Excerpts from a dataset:
════════════════

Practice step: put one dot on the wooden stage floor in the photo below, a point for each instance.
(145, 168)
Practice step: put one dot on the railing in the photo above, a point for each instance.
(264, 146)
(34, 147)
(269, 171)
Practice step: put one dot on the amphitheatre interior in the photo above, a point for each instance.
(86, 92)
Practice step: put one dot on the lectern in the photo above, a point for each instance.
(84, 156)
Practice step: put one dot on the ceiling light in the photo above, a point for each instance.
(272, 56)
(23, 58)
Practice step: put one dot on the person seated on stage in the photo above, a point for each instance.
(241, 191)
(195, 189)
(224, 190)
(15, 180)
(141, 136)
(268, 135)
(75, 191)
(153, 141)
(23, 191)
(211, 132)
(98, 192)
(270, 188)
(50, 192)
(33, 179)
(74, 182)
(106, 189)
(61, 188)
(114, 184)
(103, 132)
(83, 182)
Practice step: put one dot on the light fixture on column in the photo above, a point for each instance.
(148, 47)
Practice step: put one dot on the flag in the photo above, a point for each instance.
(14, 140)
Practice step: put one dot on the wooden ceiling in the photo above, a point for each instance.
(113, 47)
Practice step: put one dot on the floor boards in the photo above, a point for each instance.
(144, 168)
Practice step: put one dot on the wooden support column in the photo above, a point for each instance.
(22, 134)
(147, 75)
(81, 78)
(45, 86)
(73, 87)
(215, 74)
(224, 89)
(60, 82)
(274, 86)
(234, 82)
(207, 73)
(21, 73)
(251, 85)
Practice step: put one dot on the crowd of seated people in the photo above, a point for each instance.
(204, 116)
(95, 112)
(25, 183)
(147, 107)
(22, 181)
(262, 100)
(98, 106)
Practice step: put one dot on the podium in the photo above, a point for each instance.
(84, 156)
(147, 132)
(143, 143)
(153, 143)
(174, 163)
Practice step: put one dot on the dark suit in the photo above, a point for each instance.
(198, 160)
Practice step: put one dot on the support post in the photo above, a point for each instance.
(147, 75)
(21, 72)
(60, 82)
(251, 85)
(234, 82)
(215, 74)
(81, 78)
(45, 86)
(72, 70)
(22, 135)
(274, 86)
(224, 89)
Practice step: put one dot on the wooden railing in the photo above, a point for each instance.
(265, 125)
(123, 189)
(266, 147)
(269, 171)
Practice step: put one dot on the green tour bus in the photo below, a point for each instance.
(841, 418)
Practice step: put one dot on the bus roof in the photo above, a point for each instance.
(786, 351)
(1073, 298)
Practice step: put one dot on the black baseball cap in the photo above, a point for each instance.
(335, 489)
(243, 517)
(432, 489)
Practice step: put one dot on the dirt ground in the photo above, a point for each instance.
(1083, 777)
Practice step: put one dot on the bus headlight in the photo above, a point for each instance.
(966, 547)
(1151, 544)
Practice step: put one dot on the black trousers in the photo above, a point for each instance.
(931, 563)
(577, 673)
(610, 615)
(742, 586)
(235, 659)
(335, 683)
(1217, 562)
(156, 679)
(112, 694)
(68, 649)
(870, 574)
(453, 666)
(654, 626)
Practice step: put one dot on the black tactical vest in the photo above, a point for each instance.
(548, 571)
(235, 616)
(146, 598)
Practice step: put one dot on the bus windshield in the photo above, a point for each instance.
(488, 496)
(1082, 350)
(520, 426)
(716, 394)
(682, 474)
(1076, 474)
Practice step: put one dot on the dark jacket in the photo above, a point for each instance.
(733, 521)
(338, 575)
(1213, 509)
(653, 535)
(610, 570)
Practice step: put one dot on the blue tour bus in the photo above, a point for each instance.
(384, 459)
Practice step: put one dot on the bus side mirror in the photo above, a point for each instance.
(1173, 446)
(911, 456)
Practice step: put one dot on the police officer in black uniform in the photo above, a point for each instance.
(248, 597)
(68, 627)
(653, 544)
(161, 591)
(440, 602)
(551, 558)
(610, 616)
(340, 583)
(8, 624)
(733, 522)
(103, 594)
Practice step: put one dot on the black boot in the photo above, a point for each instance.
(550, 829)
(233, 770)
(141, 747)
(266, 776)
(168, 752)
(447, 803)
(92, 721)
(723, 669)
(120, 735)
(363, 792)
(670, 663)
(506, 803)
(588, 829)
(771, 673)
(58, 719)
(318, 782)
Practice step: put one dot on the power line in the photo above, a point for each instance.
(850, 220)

════════════════

• [YOUR OBJECTIVE]: Reproduce the records above in their entirety, unchanged.

• [SOLUTION]:
Practice step: put one dot on the wooden stage floor in the photo below, a point for each instance.
(145, 168)
Practice step: put one dot on the railing in the photo above, a point for each instance.
(264, 146)
(34, 147)
(269, 171)
Practice step: put one dot on the amphitheatre interior in the photo above, a point for each instance.
(86, 92)
Practice step: put one dot on the lectern in the photo above, a point for each instance.
(84, 156)
Practice step: put one dot on the ceiling light in the photo above, a point for each instance.
(272, 56)
(23, 58)
Practice step: put one dot on the person seated on stage in the photo above, a point for each instance.
(241, 191)
(195, 189)
(224, 190)
(15, 180)
(141, 136)
(268, 135)
(75, 191)
(153, 141)
(23, 191)
(211, 132)
(98, 192)
(270, 188)
(50, 192)
(33, 179)
(74, 182)
(106, 189)
(61, 188)
(114, 184)
(103, 132)
(83, 182)
Practice step: put one dot on the light fixture on column in the photo above, a point for each instance.
(148, 47)
Practice step: put one dot on the flag in the photo above, a point for each instance.
(14, 140)
Practice step: put one dot on the wooden ceiling in the photo above, a point for each instance.
(113, 47)
Practice step: put one dot on the floor boards in the photo above, a point for each instance.
(144, 168)
Practice step: put one dot on the wooden support column in the photo above, a point for each instance.
(22, 134)
(147, 75)
(81, 78)
(45, 86)
(73, 87)
(215, 74)
(224, 89)
(60, 82)
(274, 86)
(234, 82)
(207, 73)
(21, 73)
(251, 85)
Practice step: put one dot on the crowd of seated people in the photo above, a point for each instance.
(204, 116)
(95, 112)
(25, 183)
(147, 107)
(22, 181)
(262, 100)
(98, 106)
Practice step: put one dot on the podium in the photo above, a point for each instance.
(84, 156)
(147, 132)
(143, 143)
(153, 143)
(174, 163)
Practice step: put one dot on the dark suit in the photo above, a point for each instance.
(198, 160)
Practice step: put one dot on the support post in the photo above, a point for each instance.
(147, 75)
(21, 72)
(60, 82)
(251, 85)
(234, 82)
(215, 74)
(81, 78)
(45, 86)
(72, 70)
(22, 135)
(274, 86)
(224, 89)
Practice step: put one dot on the wooden railing in the photo above, a point for each instance.
(265, 125)
(123, 189)
(266, 147)
(269, 171)
Practice step: put one dot on the green tour bus in the photo below, a point for each instance.
(841, 418)
Practice step: put one dot on the bus roof in the photo above, a point for each instance.
(786, 351)
(1073, 298)
Practice step: put one dot on the black baseball cap in the photo above, a point for each instance.
(335, 489)
(243, 517)
(432, 489)
Practice step: put one dot on the dirt ground in the photo above, a point for each instance.
(1083, 777)
Practice step: put one dot on the bus headlight in the photo above, a point for each instance.
(966, 547)
(1151, 544)
Practice step: put one dot on the black trousers in the photo above, a point for each instance.
(931, 563)
(577, 673)
(610, 615)
(742, 586)
(235, 659)
(335, 683)
(1217, 562)
(156, 679)
(112, 694)
(68, 649)
(870, 574)
(453, 666)
(654, 626)
Practice step: put one dot on the black tactical vest in the photo above, a point for each instance.
(548, 571)
(235, 616)
(146, 598)
Practice step: put one dot on the bus windshield in the photo above, a point for each instance.
(488, 496)
(1082, 350)
(520, 426)
(716, 394)
(682, 474)
(1076, 474)
Practice step: put one dot on the dark jacket in the photo above, a point for each instance.
(733, 521)
(338, 575)
(1213, 509)
(653, 535)
(610, 570)
Practice step: put one dot on the blue tour bus in the photo above, a point for each instance.
(384, 459)
Practice step: put one dot on the bus side mirror in the photo above, a point for each instance.
(1173, 446)
(911, 456)
Practice step: put one dot on the police officer in black uniform in the photo above, a point for each instance.
(248, 597)
(68, 627)
(653, 544)
(161, 591)
(440, 602)
(551, 558)
(610, 616)
(340, 583)
(8, 624)
(733, 522)
(103, 594)
Practice step: put one dot on the black boot in the photo above, a point for each instance.
(550, 829)
(233, 770)
(141, 747)
(266, 776)
(168, 752)
(447, 803)
(92, 721)
(723, 669)
(120, 735)
(363, 792)
(670, 663)
(506, 803)
(588, 829)
(771, 673)
(58, 719)
(318, 782)
Practice step: put one dot on the power line in the photo above, a point for each instance.
(850, 220)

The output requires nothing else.